Can you reproduce, word for word, only the records from the line with "Task: a point for each instance of the tennis" up to and including the line with "pixel 186 255"?

**Task material**
_ _ _ _
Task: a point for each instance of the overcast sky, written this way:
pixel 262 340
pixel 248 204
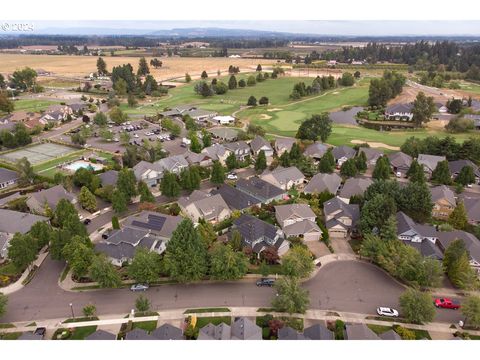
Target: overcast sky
pixel 380 28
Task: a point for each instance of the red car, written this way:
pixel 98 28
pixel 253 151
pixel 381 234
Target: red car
pixel 447 303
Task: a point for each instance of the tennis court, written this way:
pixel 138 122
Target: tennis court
pixel 40 153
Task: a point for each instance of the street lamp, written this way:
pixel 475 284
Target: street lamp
pixel 71 308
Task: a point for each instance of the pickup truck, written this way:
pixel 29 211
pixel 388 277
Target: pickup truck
pixel 447 303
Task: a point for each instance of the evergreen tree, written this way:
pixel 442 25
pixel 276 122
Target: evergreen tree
pixel 186 255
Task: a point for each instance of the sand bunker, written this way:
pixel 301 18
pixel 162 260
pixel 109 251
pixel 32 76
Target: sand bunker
pixel 376 144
_ _ _ _
**Expected answer**
Task: a point for each instance of the tennis court, written this way:
pixel 138 122
Target: tennis court
pixel 40 153
Task: a point for each instance of the street lamp, written this way:
pixel 475 284
Target: street lamp
pixel 71 308
Task: a point for each instance of the pickup truck, written this way:
pixel 29 211
pixel 388 277
Target: pickup truck
pixel 447 303
Task: a point for each instance of the evergreen tree, written this way:
pixel 442 25
pixel 276 122
Target: evergreen tree
pixel 186 255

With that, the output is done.